Extend the diffusion models article below, beginning right after the sentence "Then we choose the class with the highest probability as the identified class of the input."

--- TEXT SECTION ---
--- start ---
An Intuitive Understanding of Diffusion Models

May 09, 2026 • 12:42 / 16 min read

Generative AI has been the buzz and face of AI industry for the last few years. Particularly image and video generative models. How do they models generative an image when given a prompt? But how exactly does a model take in text prompt and transform it into a visual output catering to the context of that prompt?

This is where diffusion comes in ! One of the most amazing model architectures and training methodologies in modern AI.

Before we dive into the topic, it would be helpful to first break down this very broad topic into some bite sized chunks for easier digestion. My intention with this blog will be to give you a intuitive overview of both the math and training workflow of diffusion along with a hands-on implementation at the end. While I will go over the necessary math involved, I will try my best to explain it in a more intuitive sense rather than rigorous proofs.

It will take a bit of your time but should leave you will good enough clarity regarding the topic.

Here are the topics that we will follow:

  • Images as Samples of a distribution
  • A Model as an Approximation for a Distribution
  • Diffusion - Forward Process - Generating Training Data
  • Diffusion - Reverse Process - Generating Image from Noise
  • Implementation

Images as Samples

Since diffusion based models rely on the idea of transforming a probability distributions and then sampling from them, it is judicious to first understand how images can be seen as samples from some probability distribution.

Any image is just a grid of pixels and each pixel is just a tuple of RGB values. If you consider an image to be a set of variables then you can create any image of resolution HxW with 3xHxW independent continuous variables ranged between 0-255(or some other common scale). For a typical image generator, generating the image is like sampling from a joint probability distribution of all these variables.

Ofcourse, if the distribution is just some standard distribution like the Gaussian then you will just get a noisy incoherent image. But given that the distribution is a relevant and useful one , the kind of images you want will have high probability densities and the useless irrelevant ones will have lower.

During training also we like to assume that all the images of our image dataset belong to some joint probability distribution over the variables and we train our model to learn this ideal distribution from the training data points.

data distribution
In this figure, the “good” images of dogs have high values of the pdf whereas the irrelevant images(like the cookie) have low values. Ideally, we would want our trained model to be able to capture these high density regions and generate only the good high probability images accordingly.

Model as an Approximation

It is very difficult to arrive at a closed form solution for getting this probability distribution given the very high dimensionality of the sample space. Hence we use neural networks to approximate this distribution function.

For a discrete sample space, for example in the case of classification problems, we have fixed set of classes into which we need to segregate an image. So typically what we do is we train the model to take in an input and give a probability mass function over the different classes. Then we choose the class with the highest probability as the identified class of the input.
--- end ---
--- SUPPLIED ENTRIES ---
--- start ---
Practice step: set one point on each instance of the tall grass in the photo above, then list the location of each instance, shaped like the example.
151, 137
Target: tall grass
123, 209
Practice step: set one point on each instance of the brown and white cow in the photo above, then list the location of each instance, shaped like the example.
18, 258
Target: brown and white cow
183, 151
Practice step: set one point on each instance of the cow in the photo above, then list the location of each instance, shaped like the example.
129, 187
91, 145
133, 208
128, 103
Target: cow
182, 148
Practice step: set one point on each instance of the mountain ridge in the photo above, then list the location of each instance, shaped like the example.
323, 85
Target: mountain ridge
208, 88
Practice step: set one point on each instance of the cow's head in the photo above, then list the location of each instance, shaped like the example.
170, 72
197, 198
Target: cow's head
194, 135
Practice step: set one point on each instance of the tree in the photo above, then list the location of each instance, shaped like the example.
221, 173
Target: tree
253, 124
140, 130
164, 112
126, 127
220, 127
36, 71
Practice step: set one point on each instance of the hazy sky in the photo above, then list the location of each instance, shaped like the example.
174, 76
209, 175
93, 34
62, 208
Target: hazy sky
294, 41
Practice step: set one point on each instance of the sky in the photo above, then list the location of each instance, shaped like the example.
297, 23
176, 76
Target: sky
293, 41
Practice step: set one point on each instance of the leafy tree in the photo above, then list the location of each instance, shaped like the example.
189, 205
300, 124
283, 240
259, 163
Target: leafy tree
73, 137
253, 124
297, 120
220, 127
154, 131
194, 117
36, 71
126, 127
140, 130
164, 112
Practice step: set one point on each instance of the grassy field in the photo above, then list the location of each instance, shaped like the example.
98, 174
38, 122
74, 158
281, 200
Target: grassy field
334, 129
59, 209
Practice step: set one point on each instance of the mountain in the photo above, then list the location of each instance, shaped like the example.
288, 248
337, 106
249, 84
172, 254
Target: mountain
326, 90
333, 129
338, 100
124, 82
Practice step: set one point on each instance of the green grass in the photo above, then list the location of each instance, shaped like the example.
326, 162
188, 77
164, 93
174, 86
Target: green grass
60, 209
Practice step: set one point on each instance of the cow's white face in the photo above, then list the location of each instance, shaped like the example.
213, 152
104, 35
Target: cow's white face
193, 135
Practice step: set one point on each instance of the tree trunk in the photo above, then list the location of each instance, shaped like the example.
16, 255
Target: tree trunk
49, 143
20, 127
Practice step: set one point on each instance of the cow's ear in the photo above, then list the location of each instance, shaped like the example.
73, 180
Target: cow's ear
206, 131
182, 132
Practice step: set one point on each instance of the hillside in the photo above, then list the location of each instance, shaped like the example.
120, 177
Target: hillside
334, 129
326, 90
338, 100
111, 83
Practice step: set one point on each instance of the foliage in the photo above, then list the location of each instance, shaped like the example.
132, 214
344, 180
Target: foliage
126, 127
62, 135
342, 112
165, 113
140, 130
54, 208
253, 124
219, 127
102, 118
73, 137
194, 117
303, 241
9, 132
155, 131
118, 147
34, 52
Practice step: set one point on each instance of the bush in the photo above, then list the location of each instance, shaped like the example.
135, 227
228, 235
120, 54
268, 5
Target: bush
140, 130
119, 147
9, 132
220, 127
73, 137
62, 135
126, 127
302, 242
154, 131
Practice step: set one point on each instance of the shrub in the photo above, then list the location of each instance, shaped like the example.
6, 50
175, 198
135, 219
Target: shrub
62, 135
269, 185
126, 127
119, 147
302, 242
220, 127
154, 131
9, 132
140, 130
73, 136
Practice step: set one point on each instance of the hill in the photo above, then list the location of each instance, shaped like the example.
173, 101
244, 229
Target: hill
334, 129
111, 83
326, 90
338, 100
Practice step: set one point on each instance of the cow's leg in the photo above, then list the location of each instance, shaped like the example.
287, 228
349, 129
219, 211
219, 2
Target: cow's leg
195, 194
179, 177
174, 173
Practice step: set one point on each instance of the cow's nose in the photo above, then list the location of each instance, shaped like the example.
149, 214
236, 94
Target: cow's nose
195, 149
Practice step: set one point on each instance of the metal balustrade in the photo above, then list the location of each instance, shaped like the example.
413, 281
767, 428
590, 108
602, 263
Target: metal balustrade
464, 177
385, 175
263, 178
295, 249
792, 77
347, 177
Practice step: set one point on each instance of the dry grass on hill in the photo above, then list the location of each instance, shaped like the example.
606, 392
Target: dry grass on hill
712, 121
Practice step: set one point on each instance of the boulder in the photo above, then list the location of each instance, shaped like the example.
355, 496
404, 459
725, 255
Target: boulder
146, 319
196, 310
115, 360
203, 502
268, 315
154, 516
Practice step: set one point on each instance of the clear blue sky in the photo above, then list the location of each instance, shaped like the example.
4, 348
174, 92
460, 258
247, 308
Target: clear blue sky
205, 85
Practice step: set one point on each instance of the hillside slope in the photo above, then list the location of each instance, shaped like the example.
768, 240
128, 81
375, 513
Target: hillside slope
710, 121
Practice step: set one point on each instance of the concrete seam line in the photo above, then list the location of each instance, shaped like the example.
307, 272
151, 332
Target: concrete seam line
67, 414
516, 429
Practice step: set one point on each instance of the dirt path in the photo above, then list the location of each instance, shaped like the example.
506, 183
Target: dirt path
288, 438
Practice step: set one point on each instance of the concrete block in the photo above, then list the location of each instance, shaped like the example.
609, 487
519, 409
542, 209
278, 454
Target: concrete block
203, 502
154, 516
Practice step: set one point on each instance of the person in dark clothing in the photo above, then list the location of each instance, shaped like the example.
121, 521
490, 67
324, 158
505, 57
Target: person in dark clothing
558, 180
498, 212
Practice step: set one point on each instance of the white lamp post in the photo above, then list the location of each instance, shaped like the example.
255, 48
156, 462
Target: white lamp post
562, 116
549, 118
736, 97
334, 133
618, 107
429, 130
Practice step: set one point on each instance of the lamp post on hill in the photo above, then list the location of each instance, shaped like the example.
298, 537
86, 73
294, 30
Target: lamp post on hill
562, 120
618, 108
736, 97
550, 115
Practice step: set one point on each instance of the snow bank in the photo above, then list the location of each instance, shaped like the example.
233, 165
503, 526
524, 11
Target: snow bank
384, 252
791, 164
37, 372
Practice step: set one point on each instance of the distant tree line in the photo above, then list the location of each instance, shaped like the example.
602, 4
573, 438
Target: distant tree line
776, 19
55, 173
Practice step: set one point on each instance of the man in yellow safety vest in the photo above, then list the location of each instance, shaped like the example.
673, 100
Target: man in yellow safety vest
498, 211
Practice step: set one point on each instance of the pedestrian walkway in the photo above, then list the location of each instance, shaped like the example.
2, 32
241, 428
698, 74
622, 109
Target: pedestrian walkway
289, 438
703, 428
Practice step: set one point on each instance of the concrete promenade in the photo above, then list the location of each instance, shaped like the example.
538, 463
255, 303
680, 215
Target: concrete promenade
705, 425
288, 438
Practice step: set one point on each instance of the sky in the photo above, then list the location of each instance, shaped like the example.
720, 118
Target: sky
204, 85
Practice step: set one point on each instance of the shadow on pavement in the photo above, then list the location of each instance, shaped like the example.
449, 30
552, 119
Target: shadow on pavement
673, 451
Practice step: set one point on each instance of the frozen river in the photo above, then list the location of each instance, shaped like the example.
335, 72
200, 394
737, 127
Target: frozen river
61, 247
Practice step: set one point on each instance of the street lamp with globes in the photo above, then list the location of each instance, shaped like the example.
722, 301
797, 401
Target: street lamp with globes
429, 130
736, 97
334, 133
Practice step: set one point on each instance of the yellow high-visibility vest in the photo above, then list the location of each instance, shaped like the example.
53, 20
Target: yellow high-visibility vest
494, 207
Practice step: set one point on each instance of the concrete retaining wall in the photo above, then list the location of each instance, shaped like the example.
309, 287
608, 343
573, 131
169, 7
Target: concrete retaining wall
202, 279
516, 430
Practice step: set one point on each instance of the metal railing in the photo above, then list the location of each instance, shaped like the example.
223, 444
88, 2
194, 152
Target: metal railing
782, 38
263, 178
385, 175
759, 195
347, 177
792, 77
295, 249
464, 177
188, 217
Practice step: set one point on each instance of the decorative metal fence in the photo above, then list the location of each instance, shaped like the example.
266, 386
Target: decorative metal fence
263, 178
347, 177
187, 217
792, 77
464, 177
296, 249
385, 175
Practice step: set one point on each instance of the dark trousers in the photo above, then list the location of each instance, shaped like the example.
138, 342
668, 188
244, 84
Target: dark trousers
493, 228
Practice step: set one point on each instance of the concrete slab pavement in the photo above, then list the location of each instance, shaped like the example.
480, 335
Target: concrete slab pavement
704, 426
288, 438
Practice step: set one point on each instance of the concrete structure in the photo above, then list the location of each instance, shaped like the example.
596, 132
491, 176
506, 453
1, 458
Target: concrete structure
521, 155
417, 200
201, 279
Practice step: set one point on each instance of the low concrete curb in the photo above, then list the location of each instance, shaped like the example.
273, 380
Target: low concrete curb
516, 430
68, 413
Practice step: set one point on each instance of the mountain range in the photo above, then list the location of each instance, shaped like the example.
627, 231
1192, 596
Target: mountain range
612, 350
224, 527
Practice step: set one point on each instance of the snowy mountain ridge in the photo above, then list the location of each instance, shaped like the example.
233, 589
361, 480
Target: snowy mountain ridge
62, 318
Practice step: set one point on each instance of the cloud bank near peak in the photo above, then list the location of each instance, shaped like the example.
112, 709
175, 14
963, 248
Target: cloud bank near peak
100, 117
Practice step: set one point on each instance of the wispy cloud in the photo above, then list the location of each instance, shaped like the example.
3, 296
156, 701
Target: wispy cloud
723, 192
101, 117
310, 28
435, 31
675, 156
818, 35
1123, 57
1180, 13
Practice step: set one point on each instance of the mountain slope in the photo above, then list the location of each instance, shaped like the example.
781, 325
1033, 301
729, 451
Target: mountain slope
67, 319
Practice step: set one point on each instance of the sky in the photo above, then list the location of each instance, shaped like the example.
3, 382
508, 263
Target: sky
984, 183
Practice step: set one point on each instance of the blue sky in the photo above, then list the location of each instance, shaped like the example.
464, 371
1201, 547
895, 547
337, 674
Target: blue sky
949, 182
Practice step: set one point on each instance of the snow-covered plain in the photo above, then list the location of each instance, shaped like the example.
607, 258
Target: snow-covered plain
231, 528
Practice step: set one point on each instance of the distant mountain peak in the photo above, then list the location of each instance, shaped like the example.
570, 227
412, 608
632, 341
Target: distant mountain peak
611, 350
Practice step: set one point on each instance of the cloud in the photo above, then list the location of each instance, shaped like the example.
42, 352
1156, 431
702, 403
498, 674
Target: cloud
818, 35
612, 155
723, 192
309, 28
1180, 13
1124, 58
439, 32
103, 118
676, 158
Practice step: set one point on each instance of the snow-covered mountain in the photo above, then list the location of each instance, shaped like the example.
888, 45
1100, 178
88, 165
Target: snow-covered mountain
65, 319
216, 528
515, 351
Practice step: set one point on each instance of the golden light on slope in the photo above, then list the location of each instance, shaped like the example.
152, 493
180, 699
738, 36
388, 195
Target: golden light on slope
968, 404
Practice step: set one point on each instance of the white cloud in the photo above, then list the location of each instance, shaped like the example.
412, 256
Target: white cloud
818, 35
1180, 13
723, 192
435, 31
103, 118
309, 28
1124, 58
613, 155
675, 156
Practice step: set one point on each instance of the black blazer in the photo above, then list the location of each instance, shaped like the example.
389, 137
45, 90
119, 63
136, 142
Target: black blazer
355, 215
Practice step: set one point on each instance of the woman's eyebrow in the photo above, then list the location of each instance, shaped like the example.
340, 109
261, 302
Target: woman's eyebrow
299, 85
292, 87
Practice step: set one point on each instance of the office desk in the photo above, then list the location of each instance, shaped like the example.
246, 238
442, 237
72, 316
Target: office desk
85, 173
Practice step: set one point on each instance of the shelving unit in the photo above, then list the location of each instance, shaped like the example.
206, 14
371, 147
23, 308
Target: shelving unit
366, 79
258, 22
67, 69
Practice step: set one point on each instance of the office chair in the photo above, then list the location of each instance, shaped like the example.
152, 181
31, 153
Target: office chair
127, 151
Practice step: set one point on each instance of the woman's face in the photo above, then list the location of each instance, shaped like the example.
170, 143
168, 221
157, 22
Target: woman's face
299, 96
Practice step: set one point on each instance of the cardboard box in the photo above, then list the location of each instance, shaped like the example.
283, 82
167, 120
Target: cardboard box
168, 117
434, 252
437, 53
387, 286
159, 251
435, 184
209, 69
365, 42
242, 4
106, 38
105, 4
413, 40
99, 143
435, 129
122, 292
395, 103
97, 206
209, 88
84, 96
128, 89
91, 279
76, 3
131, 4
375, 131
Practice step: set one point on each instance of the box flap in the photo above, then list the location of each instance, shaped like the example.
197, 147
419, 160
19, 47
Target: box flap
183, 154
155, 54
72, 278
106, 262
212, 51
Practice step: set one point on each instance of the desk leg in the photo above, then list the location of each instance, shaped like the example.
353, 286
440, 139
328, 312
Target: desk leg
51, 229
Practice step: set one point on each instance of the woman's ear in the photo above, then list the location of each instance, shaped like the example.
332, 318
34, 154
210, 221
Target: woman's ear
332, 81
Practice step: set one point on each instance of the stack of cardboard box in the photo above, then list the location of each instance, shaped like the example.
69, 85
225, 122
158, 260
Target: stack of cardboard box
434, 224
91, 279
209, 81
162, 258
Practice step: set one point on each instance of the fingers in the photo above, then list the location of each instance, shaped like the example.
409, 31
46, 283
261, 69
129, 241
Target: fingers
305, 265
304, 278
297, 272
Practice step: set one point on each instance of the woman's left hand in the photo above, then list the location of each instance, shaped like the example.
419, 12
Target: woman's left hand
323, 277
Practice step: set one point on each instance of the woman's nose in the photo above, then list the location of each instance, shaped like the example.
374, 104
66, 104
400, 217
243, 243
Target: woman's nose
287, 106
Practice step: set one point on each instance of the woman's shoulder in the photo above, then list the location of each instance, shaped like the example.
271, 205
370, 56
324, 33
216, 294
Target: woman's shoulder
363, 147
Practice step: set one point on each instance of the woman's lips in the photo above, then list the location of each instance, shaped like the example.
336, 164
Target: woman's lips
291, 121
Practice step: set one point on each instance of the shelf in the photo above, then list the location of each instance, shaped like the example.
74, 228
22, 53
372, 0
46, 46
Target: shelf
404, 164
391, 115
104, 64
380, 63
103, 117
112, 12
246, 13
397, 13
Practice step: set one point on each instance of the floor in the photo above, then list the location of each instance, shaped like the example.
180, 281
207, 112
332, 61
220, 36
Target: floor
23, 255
--- end ---
--- THE RESPONSE ---
However in the case of image generation we are dealing with a continuous space and so the approximated function has to be a probability density function over this sample space. How can this be done?

One naive approach would be to try training a model to give a real value for each possible image pixel combination which sums to 1 over the entire space. But there is no way to ensure the summation property other than to divide the ouput by the sum/integral Z over the sample space; which is computationally infeasible for even moderately sized sample spaces.

$$ Z = \int_{x} f(x) dx \quad\quad p(x)=\frac{1}{Z} f(x) $$

The general practice that is followed and works out well is to use NNs to approximate the target distributions using already known probability distributions and using the NN to approximate their defining parameters(mean and variance). For instance, the most standard practice is to use the Gaussian Distribution due to a lot of good properties, which I won’t discuss here.

Therefore, we define the network as

$$p_\theta(x) = \mathcal{N}(x; \mu_\theta, \Sigma_\theta) $$

A neural network model with parameters $\theta$ that approximates the $\mu$ and $\Sigma$ of the required multivariate normal distribution.

Diffusion Denoising Reverse Process

Now in diffusion we don’t exactly find the required probability distribution directly. Instead we follow an iterative process of slowly transforming a starting noisy distribution into the required final distribution. Why is this done? A simple explanation would be, it just works better for the practical scenarios of approximating non-linear functions in high dimensions.

The theoretical diffusion sampling process (the generative Markov chain) is defined by Gaussian transitions

$$ p_\theta(x_{t-1} | x_t) = \mathcal{N}(x_{t-1}; \mu_\theta(x_t, t), \Sigma_\theta(x_t, t)) $$

but in practice we consider a only time-dependent variance $\Sigma_\theta(x_t, t) = \Sigma_t$. Learning the variance is mathematically “heavy” and can make training unstable. Early research found that simply following the same “amount” of noise used in the forward process works remarkably well.

$$ p_\theta(x_{t-1} | x_t) = \mathcal{N}(x_{t-1}; \mu_\theta(x_t, t), \Sigma_t) $$

At each step the model takes the previous noisy image $x_t$ and calculates the mean for the previous image $x_{t-1}$ and then samples $x_{t-1}$ from the distribution $\mathcal{N}(\mu_\theta(x_t, t), \Sigma_t)$.

Now, we don’t ask the neural network to spit out $\mu$ directly because that’s a difficult learning task.

Instead we use use something called reparameterisation trick to get the values. We use the neural network to predict a noise amount $\epsilon_\theta$ and then use that to approximate the $\mu_{\theta}$ value.

$$\mu_\theta(x_t, t) = \frac{1}{\sqrt{\alpha_t}} \left( x_t - \frac{\beta_t}{\sqrt{1 - \bar{\alpha}_t}} \epsilon_\theta(x_t, t) \right)$$

Notice that the model takes in input $x_t$ and t; we will get back to this a bit later. The alpha and beta values are just fixed values depending on the noising schedule that is being followed.

Why do we do this reparameterisation? - Because it makes the training much more stable - similar to how teaching ResNets to predict the change in input is easier for the model than predicting the output estimate. If you are curious why then refer to this paper.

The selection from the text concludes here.